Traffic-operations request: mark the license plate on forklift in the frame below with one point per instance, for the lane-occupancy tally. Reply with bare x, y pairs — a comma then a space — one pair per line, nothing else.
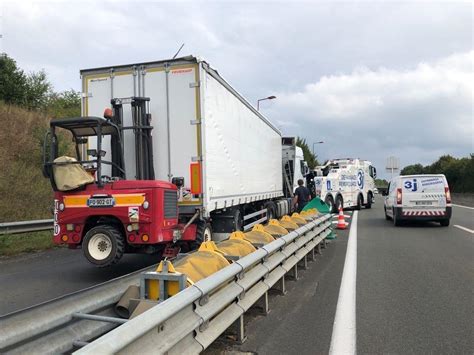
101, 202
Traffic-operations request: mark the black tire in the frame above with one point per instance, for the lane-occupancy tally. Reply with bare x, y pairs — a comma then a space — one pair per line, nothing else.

--

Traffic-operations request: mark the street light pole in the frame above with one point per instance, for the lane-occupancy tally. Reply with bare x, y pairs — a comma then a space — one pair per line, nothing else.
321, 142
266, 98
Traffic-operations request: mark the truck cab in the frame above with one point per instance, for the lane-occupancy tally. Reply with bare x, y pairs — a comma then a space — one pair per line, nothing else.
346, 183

### TASK INSTRUCTIONS
Work from the entries above. Set down exactly and only the lines from the line with "Traffic-operations request: mark the license" to the line with "Traffic-operations request: mark the black", both included, and leave the pictures out.

### TASK ANSWER
Traffic-operations request: mark the license plate on forklift in the frame below with one point per instance, for the lane-occupancy tally. Reply with bare x, y pairs — a comma then a space — one pair per line, nothing else.
101, 202
Traffic-operations request: mark the black tire in the frame above with one point per instance, for the lane-occupancy tally. Reply with bare x, y pairs — a comma then a space — one pair per line, nothing else.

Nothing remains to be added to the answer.